About Altruism

On Altruism

Most people believe that self-interest is antithetical to altruism. Actually, self-interest is one of three necessary motivations that, working together, evoke altruistic behavior. My posts “On Altruism” explain the role of “altruistic self-interest.”

Be sure to read the posts in the sidebar in reverse order, starting with

Part 5: WHAT I ‘SPLAINED

On Altruism

PART 5

What I ‘Splained

To summarize briefly, in contrast to conventional uses of “self-interest,” altruistic self-interest is distinctively different. To repeat, instead of the conventional formula “Altruism = unselfish concern for another + selflessness,” I substitute “self-interest” for “selflessness” to yield “Altruism = concern for another + self-interest + unselfishness.” Here, self-interest is at least as much emotion driven as it is reason driven, unlike Rand’s coldly calculated self-interest. Relief from or avoidance of anxiety, shame, guilt, or physical pain; empathy for others; and the positive emotions of happiness (for oneself or for another), of pleasure, of self-respect, and of compassion—all these are among the gratifying emotions that fulfill a person’s self-interested desires and that can motivate altruistic action. In brief, altruism can exist only when the altruist’s self-interest can be satisfied. Put in more formal terms, self-interest is a necessary condition for any occurrence of altruism.

- LISTED ENTRIES -
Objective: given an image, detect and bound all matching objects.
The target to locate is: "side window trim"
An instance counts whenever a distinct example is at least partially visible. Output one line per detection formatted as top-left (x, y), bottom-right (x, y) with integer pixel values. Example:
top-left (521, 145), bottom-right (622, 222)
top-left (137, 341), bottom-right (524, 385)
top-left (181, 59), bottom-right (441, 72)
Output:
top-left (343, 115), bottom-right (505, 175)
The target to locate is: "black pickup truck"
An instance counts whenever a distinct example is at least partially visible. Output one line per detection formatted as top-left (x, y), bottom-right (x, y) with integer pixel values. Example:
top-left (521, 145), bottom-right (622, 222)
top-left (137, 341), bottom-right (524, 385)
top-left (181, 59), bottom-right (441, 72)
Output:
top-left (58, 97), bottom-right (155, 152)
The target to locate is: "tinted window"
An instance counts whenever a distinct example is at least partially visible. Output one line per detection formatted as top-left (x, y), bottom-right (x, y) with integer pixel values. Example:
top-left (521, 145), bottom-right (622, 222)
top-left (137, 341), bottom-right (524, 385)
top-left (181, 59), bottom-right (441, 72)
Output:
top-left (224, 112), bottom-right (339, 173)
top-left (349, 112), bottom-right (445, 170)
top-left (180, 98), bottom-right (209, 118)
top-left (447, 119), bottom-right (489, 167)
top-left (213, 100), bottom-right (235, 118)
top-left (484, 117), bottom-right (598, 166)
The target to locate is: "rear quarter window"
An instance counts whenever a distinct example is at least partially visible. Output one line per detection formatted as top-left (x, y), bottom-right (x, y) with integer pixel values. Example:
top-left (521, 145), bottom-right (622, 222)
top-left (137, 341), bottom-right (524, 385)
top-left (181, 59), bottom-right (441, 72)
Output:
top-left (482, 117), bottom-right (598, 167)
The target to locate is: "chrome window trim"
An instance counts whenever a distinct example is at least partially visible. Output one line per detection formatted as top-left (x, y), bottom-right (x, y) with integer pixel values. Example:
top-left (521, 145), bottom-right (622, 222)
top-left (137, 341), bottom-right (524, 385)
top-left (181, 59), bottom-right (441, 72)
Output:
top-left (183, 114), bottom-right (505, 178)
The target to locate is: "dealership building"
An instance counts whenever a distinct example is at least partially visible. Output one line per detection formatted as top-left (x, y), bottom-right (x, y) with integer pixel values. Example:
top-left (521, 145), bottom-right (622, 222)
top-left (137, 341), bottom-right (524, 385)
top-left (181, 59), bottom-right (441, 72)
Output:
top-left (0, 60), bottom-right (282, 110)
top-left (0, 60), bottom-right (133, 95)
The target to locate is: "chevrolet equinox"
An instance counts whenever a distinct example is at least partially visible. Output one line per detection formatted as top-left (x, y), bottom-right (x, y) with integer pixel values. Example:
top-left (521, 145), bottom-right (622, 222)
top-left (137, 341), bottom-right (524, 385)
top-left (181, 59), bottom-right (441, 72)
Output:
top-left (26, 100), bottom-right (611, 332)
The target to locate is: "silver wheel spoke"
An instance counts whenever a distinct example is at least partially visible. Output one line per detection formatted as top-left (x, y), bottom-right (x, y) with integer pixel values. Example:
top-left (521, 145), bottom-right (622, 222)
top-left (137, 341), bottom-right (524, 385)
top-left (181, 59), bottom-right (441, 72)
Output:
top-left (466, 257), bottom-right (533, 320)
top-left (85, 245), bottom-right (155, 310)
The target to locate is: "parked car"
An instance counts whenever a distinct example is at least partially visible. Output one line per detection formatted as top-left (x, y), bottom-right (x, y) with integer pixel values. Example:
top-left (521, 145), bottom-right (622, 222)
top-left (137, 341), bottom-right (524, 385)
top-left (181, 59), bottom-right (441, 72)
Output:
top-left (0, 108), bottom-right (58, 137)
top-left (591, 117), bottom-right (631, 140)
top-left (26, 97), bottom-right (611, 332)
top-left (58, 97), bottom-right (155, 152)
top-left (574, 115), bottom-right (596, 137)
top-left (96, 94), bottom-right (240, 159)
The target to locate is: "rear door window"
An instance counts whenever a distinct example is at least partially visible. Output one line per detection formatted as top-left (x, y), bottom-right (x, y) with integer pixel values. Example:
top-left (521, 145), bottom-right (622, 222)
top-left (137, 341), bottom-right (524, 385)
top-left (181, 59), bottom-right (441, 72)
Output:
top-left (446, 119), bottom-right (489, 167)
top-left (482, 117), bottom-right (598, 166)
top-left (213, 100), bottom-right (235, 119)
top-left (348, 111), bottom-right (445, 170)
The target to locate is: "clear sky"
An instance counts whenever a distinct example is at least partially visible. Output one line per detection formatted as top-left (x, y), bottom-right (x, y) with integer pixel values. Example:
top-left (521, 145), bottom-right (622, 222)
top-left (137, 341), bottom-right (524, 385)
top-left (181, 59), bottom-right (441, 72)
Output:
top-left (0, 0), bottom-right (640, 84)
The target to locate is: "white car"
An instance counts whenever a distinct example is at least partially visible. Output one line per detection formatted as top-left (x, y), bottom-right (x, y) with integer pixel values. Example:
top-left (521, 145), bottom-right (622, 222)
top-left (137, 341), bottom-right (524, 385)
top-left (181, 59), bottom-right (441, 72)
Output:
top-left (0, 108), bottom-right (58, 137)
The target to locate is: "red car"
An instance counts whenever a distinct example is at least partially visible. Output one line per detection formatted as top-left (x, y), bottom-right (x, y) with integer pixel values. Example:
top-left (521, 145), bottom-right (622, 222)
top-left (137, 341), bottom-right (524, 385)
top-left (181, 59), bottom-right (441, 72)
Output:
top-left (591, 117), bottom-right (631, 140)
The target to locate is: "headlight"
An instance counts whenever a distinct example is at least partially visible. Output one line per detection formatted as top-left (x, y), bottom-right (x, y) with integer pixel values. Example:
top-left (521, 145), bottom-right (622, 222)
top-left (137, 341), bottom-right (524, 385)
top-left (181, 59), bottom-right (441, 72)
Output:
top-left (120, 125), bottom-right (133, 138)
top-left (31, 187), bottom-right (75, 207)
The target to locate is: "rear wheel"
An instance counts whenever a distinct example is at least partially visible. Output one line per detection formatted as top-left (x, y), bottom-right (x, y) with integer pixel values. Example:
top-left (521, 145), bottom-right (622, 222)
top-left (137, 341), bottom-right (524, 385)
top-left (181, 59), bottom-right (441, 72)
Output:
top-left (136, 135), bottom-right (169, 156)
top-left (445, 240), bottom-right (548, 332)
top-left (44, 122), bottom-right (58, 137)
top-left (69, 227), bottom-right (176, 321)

- WHAT YOU HAVE TO DO -
Return the altruism text above word for word, in full, with nothing added or left out.

- FINAL RESULT -
About Altruism

On Altruism

Most people believe that self-interest is antithetical to altruism. Actually, self-interest is one of three necessary motivations that, working together, evoke altruistic behavior. My posts “On Altruism” explain the role of “altruistic self-interest.”

Be sure to read the posts in the sidebar in reverse order, starting with

Part 5: WHAT I ‘SPLAINED

On Altruism

PART 5

What I ‘Splained

To summarize briefly, in contrast to conventional uses of “self-interest,” altruistic self-interest is distinctively different. To repeat, instead of the conventional formula “Altruism = unselfish concern for another + selflessness,” I substitute “self-interest” for “selflessness” to yield “Altruism = concern for another + self-interest + unselfishness.” Here, self-interest is at least as much emotion driven as it is reason driven, unlike Rand’s coldly calculated self-interest. Relief from or avoidance of anxiety, shame, guilt, or physical pain; empathy for others; and the positive emotions of happiness (for oneself or for another), of pleasure, of self-respect, and of compassion—all these are among the gratifying emotions that fulfill a person’s self-interested desires and that can motivate altruistic action. In brief, altruism can exist only when the altruist’s self-interest can be satisfied. Put in more formal terms, self-interest is a necessary condition for any occurrence of altruism.